I prepared tea and oatmeal in the usual way. Then I opened a Google Drive document, in which more than ten people were convening for the last-minute plotting of our hoax. My partner woke up and settled in on the couch with her computer, and opened the same document. I was at my desk, in my usual place, watching the traffic pass our apartment in the sunshine. The clock turned over slowly, towards 10:00 AM, when the fake Conference would begin. 10:00 AM, Pacific Time. It was 1:00 PM Eastern Time, where some of the other members of this plot were located. And it was 5:00 PM Greenwich Mean Time in Summerisle, where the non-event would not take place.

Summerisle is not a place. If you Google it, the first result will tell you that it is the fictional setting of the 1973 film The Wicker Man, in which a police inspector travels to a small island off the western coast of Scotland in search of a missing teenage girl. He discovers a pagan society that believes in a collection of natural magic and fertility rituals. I won’t spoil the entire film for you, but suffice it to say, human sacrifice is involved. Our plot, hatched in a late night conversation between the two central planners, was a mashup of cult film fan performance art and Internet-savvy TED-culture satire.

The following fake events took place that day: the island of Summerisle, looking to infuse their society with a much-needed dose of spiritual energy and innovative thinking, hosted a TEDx Conference, after which a number of the presenters and guests were sacrificed to guarantee the success of the island’s agricultural economy. We performed this entire drama using nothing but social media, predominantly Twitter. We crafted a simulacra of an event, live-tweeted a fiction and attempted to make it as real as the Internet could manage.

Dataset excerpt:
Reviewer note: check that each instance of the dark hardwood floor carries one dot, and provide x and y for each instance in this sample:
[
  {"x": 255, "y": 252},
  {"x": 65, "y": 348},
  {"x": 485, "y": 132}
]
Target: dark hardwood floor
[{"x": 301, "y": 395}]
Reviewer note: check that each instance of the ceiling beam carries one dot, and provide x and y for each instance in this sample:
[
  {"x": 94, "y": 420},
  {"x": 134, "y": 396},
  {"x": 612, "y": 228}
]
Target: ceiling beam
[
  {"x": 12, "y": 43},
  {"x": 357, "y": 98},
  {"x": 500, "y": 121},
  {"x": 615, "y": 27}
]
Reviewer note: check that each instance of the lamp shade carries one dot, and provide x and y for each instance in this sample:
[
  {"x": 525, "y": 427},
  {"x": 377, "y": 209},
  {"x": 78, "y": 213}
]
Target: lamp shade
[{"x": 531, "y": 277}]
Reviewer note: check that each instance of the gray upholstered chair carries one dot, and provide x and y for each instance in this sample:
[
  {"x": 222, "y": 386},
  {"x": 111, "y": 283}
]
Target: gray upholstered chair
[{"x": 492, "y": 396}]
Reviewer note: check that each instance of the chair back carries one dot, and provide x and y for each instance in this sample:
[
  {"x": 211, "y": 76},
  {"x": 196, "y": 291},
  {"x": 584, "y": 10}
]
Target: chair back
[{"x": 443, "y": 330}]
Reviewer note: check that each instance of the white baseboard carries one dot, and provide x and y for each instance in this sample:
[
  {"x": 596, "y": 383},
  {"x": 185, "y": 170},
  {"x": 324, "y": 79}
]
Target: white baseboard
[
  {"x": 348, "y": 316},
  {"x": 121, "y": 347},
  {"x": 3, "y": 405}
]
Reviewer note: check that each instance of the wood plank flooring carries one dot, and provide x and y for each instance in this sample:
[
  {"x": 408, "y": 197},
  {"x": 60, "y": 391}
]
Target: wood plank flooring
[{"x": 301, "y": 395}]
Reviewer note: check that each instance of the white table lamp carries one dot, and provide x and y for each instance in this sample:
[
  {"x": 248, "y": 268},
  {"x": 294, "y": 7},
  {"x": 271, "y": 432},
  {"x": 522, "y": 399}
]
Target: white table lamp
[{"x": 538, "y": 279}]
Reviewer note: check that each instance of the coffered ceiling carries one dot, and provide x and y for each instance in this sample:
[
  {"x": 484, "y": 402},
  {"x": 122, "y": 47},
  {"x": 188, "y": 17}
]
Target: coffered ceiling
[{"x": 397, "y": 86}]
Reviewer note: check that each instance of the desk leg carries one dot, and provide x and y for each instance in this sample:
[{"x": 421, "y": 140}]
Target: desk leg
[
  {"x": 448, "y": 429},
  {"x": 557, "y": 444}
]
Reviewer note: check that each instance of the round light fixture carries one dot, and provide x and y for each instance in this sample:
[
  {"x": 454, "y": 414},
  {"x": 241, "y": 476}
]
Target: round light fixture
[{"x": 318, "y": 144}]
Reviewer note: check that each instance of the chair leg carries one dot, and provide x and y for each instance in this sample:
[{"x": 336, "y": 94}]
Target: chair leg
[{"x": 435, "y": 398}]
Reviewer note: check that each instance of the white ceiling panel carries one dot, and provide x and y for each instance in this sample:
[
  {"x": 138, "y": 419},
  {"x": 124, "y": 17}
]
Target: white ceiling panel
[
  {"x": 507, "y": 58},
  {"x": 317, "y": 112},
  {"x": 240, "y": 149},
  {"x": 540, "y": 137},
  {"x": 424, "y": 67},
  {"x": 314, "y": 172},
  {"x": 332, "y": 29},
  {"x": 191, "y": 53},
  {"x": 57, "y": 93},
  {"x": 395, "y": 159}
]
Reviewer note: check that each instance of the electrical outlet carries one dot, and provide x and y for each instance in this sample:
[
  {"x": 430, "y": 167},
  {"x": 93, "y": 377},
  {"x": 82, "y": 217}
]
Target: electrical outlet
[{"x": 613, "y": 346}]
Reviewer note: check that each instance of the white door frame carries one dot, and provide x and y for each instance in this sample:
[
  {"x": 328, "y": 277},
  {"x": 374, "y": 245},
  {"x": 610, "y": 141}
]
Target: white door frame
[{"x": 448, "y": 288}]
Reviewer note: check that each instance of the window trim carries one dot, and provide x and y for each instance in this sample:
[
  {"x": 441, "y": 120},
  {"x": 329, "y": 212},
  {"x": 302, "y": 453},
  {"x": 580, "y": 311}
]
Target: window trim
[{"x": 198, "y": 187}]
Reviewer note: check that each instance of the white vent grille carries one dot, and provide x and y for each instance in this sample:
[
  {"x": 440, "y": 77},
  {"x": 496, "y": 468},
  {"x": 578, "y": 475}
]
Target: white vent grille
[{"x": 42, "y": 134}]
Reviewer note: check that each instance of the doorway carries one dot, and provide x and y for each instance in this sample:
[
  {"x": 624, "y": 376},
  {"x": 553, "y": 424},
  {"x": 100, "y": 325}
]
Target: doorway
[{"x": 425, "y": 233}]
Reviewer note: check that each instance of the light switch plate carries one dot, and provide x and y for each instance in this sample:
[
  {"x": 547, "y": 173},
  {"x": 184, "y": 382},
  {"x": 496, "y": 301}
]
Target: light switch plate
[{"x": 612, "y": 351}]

# Prompt 1
Pick out each line of the rows above that contains the string "round", and list those lines.
# Prompt 2
Continue the account of the Summerisle hoax above from the point where it stops.

# Task output 1
Reviewer note: check that each instance of the round light fixture carries one dot, and provide x and y for each instance in this sample:
Target: round light fixture

# Task output 2
I was invited into the plot fairly late in the game, via one of my back-channel lines of communication. “If there was to be X, would you be interested in taking part?” I replied yes, and received a link via email. Inside Google Drive, the conspiracy: a timeline, a list of names, and the general idea of what will happen on the date and time in question. Over the next week, the document grew in complexity. The names of the fake conference talks were added, and their themes elaborated. Characters were born as their Twitter accounts were registered, and their back stories were seeded with innocuous tweets to nearly no followers. Places on the island were described, so that we might refer to them simultaneously. Tweetable quotes were written for the TEDx sessions that we could all post simultaneously, as if we’d heard them spoken aloud, and at the last minute, the brilliant idea of fake PowerPoint slides was made a reality, thanks to some clever computer screen and lighting effects. The images were shared so that all of the tweeting characters could upload them as if taken with cell phone cameras. My partner and I went out into the woods, and devised a way to film Vines—short looping six-second films that are posted to Twitter via an iOS app—and save them for later posting. We did our best to recreate the “Blair Witch” aesthetic in the coniferous forest of the Pacific Northwest, pretending we were running for our lives through the woods of the Northern UK.

Most of our energies, though, were spent in faking the conference, rather than the sacrifices that followed. As the process went on, I came to understand that without the foundation of a fake conference, the descent into horror would have no point of reference, no literary fulcrum, and the tweets would cascade out into nothingness. By setting the stage with a bit of fakery and allowing the TEDx conference to percolate through our social networks, we drew our audiences in, creating a sense of normalcy which would be shattered as soon as the knives came out.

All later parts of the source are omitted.